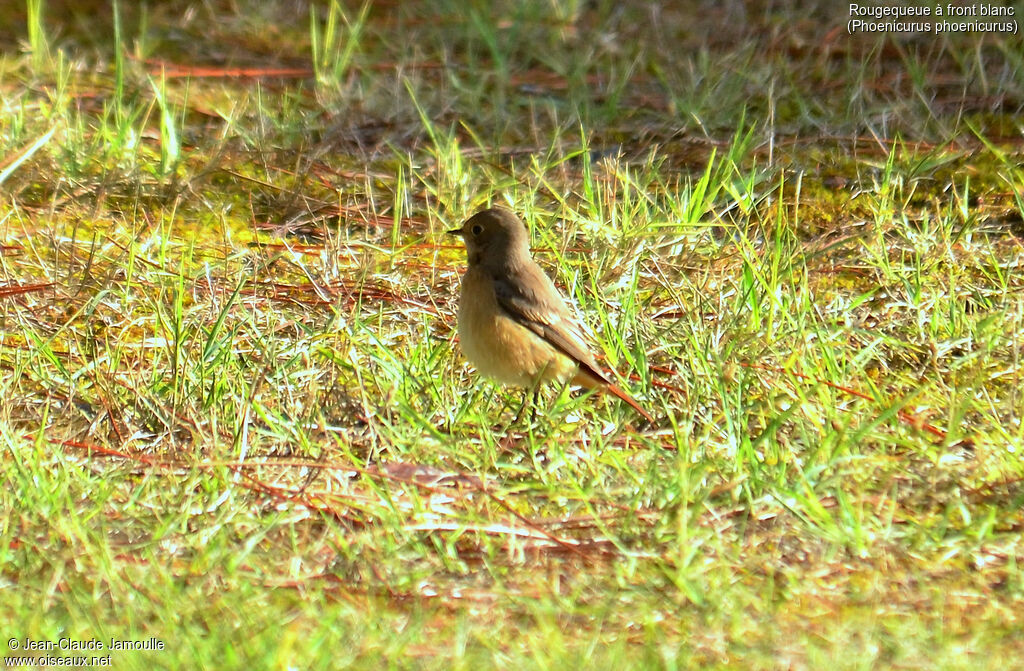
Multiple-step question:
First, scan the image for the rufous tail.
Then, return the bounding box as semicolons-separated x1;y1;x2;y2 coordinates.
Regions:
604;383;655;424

◇ ◇ ◇ ◇

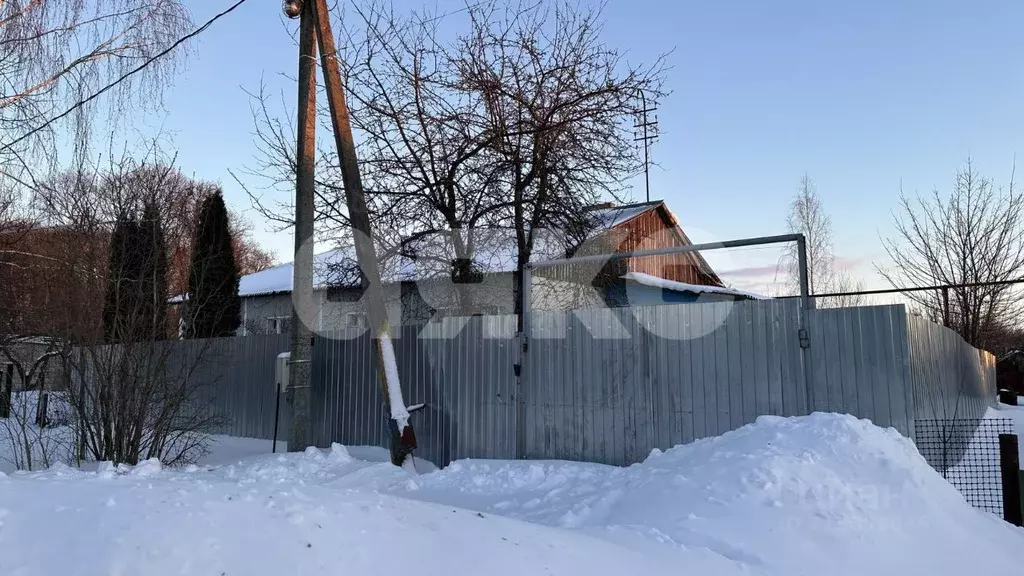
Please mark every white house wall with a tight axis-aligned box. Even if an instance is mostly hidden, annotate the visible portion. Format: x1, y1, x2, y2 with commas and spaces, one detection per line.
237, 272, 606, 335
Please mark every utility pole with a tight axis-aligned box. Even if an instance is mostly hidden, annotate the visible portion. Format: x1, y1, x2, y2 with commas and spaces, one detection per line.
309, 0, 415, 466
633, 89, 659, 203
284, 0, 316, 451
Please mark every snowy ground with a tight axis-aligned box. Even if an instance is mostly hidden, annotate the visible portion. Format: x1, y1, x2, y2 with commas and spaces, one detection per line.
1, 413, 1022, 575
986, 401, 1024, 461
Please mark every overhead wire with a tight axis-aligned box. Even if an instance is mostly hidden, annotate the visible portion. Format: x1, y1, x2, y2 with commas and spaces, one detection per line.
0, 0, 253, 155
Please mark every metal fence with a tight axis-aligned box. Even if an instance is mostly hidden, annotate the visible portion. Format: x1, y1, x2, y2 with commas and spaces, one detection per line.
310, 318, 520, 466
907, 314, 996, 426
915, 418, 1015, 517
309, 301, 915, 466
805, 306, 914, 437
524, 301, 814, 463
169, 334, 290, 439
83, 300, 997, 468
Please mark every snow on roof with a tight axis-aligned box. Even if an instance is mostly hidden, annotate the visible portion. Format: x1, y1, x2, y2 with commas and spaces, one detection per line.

◇ ◇ ◇ ◇

Problem details ▸ For this exercise, please output exactly the lines above starting at the line with "Please mark every utility" and ending at the line with "Please mark every snow on", ends included.

Answer to this task ▸
Please mark every utility pole with a tight axis-aligned box. Even if an instance is mostly hidden, annotate the visible portion. Format: x1, y1, x2, y2 with commas and spaces, one detection per line.
309, 0, 415, 466
633, 89, 659, 203
284, 0, 316, 451
Please mark every snowy ground with a tight axis-aligned box. Even if an instance is mostly hidden, annotate the visible portion. Format: x1, y1, x2, y2 with commas and spaces, one detection per line.
1, 413, 1022, 575
986, 401, 1024, 461
Please mark every overhead wire with a tight axis-aligned box. Even if an instance is mostly hidden, annotate the visible portion. Format: x1, y1, x2, y2 with commas and spaces, one detection per line.
0, 0, 253, 155
Please mark every metal fence with a tight axis-aligned box. Even if an instance is mostly hidden, annotate the visible portion. Format: x1, y1, x2, y2 with commas and spaces, one detection per line.
310, 318, 520, 466
907, 314, 996, 426
915, 418, 1015, 517
309, 301, 915, 466
805, 306, 914, 437
524, 301, 814, 463
169, 334, 290, 439
83, 300, 997, 468
Please mark every snow on roof with a tight axis-aligned box. Even if an instance is mostly hidden, annotate the visible portion. Format: x1, y1, x2, y2 with commas and spaces, one detection per line.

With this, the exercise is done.